**TEXT EXCERPT:**

══════════

A large defunct NASA satellite is expected to fall to Earth late Friday afternoon (eastern time), September 23, or early Saturday morning. As it makes the plunge, it will catch fire and break apart, but not all of the 6.5-ton spacecraft will burn up. Debris is expected to reach the surface, roughly 26 large pieces, but the exact location and time of re-entry are still unknown. NASA officials say predictions will become more defined within 24 to 36 hours, however, they do know that the satellite will not be passing over North America.

Debris from the bus-sized Upper Atmosphere Research Satellite (UARS) should fall across an area roughly 500 miles long, and has a 1-in-3,200 chance of hitting a person, which is considerably remote, says agency officials. The satellite's most likely landing spot is the ocean, which covers almost 75 percent of Earth. NASA estimates any "surviving components" of UARS will land within a zone between 57 degrees north latitude and 57 degrees south latitude--ranging from northern Canada to southern South America.

UARS was deployed in 1991 on a mission to study Earth's atmosphere, particularly the ozone layer, and was decommissioned in 2005. It has been falling faster than anticipated due to increased solar activity, which can cause Earth's atmosphere to heat and expand, increasing drag on low-flying spacecraft, according to Space.com. Due to it's unpredictable nature--it is essentially tumbling out-of-control--scientists won't be able to pinpoint the satellite's point of impact until about two hours before re-entry.

══════════

In the satellite re-entry text, rename "ocean" as "sea" and give the passage from "Debris from the" up to and including "southern South America.". The data below play no part in this.

══════════

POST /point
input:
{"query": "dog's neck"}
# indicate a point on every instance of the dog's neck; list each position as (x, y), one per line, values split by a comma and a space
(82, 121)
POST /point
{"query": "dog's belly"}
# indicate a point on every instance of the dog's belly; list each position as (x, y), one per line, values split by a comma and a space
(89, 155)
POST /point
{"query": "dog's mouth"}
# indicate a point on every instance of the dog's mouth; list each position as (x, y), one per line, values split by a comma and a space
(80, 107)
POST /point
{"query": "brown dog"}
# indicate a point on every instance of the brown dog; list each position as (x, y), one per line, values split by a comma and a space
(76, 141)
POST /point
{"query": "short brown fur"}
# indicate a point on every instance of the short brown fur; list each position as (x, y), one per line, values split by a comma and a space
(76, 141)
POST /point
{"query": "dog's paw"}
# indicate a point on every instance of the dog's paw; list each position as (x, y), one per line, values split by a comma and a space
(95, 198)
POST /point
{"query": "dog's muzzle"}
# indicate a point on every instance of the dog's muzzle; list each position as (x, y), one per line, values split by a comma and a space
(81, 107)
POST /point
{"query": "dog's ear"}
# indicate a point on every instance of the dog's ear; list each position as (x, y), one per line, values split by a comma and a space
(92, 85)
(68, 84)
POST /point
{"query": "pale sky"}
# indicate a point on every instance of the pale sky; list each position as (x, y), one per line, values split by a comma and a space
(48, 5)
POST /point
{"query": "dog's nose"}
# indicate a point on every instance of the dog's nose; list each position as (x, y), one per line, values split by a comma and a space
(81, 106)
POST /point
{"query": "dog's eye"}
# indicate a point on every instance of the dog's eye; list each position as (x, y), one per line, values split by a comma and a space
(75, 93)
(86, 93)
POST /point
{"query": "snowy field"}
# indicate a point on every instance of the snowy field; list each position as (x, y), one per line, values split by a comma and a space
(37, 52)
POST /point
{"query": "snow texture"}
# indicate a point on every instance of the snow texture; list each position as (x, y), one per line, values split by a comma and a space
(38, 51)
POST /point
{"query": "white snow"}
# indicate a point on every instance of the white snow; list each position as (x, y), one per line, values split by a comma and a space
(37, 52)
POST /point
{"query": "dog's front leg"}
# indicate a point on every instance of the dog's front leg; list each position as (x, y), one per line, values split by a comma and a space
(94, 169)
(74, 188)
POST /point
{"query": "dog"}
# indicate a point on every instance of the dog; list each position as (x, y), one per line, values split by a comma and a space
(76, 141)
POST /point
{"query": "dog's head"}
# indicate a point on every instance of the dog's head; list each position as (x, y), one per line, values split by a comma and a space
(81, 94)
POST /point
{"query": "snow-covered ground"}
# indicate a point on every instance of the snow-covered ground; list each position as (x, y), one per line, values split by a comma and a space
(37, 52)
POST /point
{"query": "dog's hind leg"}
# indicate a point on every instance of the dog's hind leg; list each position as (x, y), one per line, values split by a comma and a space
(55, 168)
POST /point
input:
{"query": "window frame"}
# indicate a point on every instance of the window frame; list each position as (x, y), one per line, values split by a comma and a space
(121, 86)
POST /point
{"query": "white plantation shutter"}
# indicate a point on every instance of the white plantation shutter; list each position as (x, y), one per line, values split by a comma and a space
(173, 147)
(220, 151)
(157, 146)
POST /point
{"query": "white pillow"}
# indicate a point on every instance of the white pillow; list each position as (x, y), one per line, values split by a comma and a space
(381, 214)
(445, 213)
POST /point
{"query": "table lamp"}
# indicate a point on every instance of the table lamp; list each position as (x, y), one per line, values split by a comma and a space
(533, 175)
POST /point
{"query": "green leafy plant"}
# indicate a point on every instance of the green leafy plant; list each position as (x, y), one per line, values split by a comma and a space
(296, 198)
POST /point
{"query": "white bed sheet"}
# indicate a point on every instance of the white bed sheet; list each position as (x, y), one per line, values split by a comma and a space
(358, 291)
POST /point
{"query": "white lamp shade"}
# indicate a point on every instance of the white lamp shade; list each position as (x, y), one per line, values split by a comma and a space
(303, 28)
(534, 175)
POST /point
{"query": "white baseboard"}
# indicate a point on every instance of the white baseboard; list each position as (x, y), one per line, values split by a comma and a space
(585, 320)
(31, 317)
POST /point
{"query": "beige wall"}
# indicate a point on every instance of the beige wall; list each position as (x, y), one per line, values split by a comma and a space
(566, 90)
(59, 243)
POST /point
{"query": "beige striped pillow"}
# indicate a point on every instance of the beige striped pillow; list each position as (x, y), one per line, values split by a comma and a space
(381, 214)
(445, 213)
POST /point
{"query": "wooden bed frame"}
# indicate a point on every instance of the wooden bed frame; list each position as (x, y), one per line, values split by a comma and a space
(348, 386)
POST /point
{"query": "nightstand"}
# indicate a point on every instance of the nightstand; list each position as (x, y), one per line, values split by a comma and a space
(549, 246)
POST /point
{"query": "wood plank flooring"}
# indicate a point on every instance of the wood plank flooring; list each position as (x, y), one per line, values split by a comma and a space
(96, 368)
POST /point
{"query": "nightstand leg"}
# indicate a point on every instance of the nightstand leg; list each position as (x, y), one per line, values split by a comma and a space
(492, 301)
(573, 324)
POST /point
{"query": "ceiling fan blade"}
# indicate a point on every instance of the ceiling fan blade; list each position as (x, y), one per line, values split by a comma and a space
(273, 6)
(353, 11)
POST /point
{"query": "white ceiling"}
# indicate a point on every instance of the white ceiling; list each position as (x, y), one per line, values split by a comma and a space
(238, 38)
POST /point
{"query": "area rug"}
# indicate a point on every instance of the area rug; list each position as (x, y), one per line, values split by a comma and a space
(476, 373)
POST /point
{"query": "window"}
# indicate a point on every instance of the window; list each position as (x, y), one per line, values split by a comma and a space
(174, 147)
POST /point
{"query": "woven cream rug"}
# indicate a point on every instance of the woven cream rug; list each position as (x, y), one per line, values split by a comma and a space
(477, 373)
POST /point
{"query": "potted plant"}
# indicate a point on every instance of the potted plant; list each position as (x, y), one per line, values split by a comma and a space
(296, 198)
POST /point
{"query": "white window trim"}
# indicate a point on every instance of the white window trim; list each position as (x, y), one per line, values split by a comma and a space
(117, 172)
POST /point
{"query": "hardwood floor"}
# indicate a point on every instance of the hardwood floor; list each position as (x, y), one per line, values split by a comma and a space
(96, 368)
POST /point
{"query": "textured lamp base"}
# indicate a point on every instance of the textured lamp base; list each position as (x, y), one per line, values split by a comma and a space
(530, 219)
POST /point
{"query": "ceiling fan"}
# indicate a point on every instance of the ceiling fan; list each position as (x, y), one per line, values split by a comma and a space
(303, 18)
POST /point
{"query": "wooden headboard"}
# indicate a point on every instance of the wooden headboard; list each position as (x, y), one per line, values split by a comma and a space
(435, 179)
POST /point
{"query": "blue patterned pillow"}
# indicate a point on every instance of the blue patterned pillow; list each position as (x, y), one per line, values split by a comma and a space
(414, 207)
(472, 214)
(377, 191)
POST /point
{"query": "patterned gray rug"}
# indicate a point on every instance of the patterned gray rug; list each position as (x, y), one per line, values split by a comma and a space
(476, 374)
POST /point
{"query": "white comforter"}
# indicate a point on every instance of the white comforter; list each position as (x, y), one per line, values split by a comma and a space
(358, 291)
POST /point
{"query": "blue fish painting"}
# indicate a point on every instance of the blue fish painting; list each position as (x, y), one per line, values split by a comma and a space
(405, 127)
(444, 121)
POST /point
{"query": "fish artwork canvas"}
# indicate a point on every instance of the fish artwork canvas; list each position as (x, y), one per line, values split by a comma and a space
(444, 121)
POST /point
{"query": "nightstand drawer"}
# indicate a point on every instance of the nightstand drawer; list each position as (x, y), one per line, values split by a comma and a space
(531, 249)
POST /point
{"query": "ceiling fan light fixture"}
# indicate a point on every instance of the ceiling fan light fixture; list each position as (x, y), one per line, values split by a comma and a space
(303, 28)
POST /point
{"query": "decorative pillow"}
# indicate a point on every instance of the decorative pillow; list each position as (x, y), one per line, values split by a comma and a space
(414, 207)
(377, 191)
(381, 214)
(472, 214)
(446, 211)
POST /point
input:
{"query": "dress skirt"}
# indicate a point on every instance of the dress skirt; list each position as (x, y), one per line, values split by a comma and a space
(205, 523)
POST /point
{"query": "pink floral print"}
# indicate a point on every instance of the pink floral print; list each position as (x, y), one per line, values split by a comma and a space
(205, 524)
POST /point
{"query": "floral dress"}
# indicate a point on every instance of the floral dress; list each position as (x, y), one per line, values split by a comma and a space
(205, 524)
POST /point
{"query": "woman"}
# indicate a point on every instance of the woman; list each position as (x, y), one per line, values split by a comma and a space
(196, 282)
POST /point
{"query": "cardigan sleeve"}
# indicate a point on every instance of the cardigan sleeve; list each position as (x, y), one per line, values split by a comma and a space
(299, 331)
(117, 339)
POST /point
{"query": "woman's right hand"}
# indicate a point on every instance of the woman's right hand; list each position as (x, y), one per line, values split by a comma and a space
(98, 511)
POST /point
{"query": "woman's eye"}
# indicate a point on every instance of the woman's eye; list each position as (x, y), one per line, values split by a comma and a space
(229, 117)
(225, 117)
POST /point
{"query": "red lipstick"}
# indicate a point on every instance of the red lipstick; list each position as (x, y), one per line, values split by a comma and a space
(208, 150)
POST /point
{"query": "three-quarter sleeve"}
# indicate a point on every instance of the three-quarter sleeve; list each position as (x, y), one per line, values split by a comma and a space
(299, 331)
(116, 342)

══════════

**EXERCISE RESPONSE:**
Debris from the bus-sized Upper Atmosphere Research Satellite (UARS) should fall across an area roughly 500 miles long, and has a 1-in-3,200 chance of hitting a person, which is considerably remote, says agency officials. The satellite's most likely landing spot is the sea, which covers almost 75 percent of Earth. NASA estimates any "surviving components" of UARS will land within a zone between 57 degrees north latitude and 57 degrees south latitude--ranging from northern Canada to southern South America.